Affiliate Disclaimer for top half2 Things to Do Now to Prepare for Bee Keeping

  1. The first thing you should really do is to make sure what legalities are involved.  Check your city and/or county website for regulations regarding backyard bees.  For instance, in my city, I have to register and post a sign in my yard that bees are there.  Oh, and pay the ever-present yearly fee – don’t get me started.
  2. With the popularity of bee keeping on the rise, those who sell packaged bees often sell out by Valentine’s Day or even before.  So order your packaged bees before then.

When you figure out if you can keep bees and you have them ordered, here are some things you’ll need to start gathering for the coming season.  You usually pick up packaged bees in spring, whenever that is for you. 

Don’t worry, its not anything you can’t handle.  Preparing for bee keeping is a simple process. 

Equipment to Prepare for Bee Keeping


Bee Hives

You need a house for your bees.  You’ll first need to decide if you want to use standard, box-type bee hives or something like a top bar hive.

Why Top Bar Hives

If you have trouble lifting 40-80 pounds (the varying weight of bees and honey in a box), you may also want to consider top bar hives.  We have yet to try these but we plan to make the switch soon.  There are several options when it comes to deciding what kind of hive body to use.  Talking with bees has a review of every kind of hive you’ll come across as well as a review of the top bar hives.  Both articles are worth a read – fyi, they’re easy to read, too, without any elevated, snooty bee speak.

[Records excerpted from a collection]

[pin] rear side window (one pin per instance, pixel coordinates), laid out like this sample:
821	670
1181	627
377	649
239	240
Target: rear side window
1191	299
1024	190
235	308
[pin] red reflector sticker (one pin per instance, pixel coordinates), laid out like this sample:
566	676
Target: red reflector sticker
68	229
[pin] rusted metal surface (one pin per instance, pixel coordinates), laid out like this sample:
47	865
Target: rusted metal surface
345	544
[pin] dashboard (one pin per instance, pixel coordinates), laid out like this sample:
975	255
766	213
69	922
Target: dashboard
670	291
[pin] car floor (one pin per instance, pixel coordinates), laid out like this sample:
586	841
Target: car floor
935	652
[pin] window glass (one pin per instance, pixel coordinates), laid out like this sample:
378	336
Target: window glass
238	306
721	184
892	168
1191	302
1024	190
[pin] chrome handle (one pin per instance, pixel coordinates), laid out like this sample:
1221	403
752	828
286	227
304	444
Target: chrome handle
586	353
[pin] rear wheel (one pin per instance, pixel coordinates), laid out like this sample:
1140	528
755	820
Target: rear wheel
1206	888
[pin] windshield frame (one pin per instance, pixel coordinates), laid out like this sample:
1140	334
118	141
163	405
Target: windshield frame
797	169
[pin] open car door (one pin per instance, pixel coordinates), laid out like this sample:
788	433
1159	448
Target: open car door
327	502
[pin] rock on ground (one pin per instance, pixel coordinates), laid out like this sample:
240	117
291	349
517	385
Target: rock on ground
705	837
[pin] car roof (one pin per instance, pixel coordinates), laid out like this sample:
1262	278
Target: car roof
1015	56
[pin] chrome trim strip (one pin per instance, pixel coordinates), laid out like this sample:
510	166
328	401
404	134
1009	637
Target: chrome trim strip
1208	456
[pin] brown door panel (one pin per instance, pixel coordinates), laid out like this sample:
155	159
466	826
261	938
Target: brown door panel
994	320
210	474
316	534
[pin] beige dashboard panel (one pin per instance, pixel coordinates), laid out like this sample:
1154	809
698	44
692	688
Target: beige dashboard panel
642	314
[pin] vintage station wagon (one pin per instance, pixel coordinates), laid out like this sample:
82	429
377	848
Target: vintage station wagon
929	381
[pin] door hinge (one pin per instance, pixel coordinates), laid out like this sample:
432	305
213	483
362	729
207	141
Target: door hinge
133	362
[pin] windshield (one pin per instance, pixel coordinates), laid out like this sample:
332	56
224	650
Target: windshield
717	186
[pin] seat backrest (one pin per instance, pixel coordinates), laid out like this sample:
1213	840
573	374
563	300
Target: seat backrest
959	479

§ REQUIREMENTS
1/ How many lines of the records include the string "seat"? Reply with the number only.
2/ Extend the text on preparing for beekeeping, picking up right after its final sentence.

§ IN RESPONSE
1/ 2

2/
Top bar hive -

Langstroth or Box Bee Hives

These are the bee hives I’ve always used, so I know them best.  If you’re going to use box hive, also called Langstroth bee hives, you’ll also need hive components like:

  • Brood boxes, for the bees to raise new bees 
  • Honey suppers (plus extras for switching out during honey flow), for the bees to brew honey into
  • Bottom board, we prefer to use one with a screen for air flow
  • Top board, to contain and protect the hive
  • Queen excluder, to keep the queen bee out of specific parts of the hive
  • Feeder (make it an internal feeder if you have cold winters), to provide honey water during times of no or low pollen and nectar

We’ve used Better Bee for hive body parts because they sell the polystyrene boxes (called Beemax) which help with hive temperature regulation.  However, there’s nothing wrong with wooden boxes and they’re cheaper!  We like to use a bottom board with a screen and invite you to read this to learn why. 

How to prepare for bee keeping - wooden hives are just fine but polystyrene is extra insulation - www.homesteadlady

Bee Keeper Equipment

The bee keeper needs equipment, too!  Some items you will want to have on hand are:

  • A hive tool, to pry open the hive and move its parts
  • Smoker, or honey water in a spray bottle to keep the bees calm and/or busy
  • Veil, to protect your head and face
  • Gloves, to protect your hands
  • Bee brush, to gently and safely move bees off of honey frames and equipment
  • Jacket or suit (optional), but highly recommended
  • Honey extractor, is optional but will make your life easier if you can afford it.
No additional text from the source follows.